** start of Data lines **

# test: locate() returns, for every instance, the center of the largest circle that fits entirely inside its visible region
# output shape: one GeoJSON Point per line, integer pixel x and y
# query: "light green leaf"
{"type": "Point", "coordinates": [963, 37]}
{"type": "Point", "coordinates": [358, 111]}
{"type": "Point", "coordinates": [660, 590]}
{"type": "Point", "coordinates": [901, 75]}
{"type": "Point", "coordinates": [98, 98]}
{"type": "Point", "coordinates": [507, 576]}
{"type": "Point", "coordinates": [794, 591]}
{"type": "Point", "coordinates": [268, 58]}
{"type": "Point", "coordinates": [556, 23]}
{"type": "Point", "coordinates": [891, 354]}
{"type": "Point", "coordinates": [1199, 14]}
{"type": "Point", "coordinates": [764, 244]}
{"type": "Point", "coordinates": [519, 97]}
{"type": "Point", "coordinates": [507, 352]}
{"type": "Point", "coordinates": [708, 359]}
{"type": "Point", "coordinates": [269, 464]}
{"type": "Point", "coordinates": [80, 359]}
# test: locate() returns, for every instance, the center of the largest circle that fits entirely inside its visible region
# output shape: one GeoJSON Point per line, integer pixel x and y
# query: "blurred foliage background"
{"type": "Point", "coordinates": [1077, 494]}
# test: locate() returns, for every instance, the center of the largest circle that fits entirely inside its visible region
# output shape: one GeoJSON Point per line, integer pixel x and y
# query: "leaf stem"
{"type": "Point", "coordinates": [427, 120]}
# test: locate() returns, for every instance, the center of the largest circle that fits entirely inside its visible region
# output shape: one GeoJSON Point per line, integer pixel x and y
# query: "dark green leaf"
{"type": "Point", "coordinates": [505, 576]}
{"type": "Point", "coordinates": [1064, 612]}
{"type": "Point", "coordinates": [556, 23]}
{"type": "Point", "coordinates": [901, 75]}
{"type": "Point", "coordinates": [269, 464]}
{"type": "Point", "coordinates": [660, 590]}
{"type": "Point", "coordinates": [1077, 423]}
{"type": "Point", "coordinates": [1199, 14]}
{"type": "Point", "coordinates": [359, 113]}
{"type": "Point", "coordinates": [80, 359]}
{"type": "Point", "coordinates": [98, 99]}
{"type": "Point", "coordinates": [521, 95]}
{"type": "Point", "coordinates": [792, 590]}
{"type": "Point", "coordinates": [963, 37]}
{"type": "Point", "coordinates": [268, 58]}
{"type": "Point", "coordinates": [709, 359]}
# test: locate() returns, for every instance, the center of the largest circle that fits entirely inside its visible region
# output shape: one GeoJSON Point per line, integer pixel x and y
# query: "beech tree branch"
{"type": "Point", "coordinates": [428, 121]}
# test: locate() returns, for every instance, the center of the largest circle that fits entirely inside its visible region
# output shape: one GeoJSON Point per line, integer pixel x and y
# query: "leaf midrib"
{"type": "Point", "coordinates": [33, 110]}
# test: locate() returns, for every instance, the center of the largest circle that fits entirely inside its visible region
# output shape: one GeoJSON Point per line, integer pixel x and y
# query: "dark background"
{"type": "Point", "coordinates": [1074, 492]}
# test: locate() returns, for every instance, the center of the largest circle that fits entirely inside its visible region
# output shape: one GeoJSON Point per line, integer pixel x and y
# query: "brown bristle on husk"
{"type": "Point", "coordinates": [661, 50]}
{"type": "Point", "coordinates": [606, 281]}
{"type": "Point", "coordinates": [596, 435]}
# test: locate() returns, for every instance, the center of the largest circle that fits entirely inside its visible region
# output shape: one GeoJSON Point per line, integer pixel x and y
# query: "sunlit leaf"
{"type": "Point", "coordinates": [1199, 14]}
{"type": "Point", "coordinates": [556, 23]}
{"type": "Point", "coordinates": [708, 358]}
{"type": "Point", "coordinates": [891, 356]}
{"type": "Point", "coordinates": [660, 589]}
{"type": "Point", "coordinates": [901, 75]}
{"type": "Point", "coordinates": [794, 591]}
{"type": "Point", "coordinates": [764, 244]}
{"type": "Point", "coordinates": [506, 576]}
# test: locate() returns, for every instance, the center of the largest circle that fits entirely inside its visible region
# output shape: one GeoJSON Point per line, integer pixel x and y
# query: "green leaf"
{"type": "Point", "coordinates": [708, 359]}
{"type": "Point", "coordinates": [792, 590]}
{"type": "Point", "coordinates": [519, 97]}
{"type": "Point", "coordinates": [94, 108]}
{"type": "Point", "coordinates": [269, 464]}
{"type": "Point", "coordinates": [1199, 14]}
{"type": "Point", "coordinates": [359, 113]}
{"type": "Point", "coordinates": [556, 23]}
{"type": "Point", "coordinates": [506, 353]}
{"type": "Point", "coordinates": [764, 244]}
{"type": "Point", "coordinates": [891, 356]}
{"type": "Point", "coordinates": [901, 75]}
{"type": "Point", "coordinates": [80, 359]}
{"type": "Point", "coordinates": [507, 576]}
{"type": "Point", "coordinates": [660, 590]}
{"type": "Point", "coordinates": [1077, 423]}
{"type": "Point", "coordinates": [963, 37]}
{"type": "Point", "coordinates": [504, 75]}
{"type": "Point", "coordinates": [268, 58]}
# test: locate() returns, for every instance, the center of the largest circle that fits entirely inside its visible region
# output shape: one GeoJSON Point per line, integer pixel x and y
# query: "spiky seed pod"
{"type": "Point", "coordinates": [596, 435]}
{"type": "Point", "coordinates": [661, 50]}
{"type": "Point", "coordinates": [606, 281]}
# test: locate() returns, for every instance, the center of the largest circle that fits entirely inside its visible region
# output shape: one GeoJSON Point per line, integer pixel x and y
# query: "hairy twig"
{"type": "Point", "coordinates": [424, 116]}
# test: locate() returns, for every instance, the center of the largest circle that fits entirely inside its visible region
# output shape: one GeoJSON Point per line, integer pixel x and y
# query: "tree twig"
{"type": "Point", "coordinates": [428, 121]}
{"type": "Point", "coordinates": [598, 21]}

** end of Data lines **

Copy every line from the rows above that contains the word "dark", treating uppercase and lowercase letters as different.

# query: "dark green leaf"
# query: "dark background"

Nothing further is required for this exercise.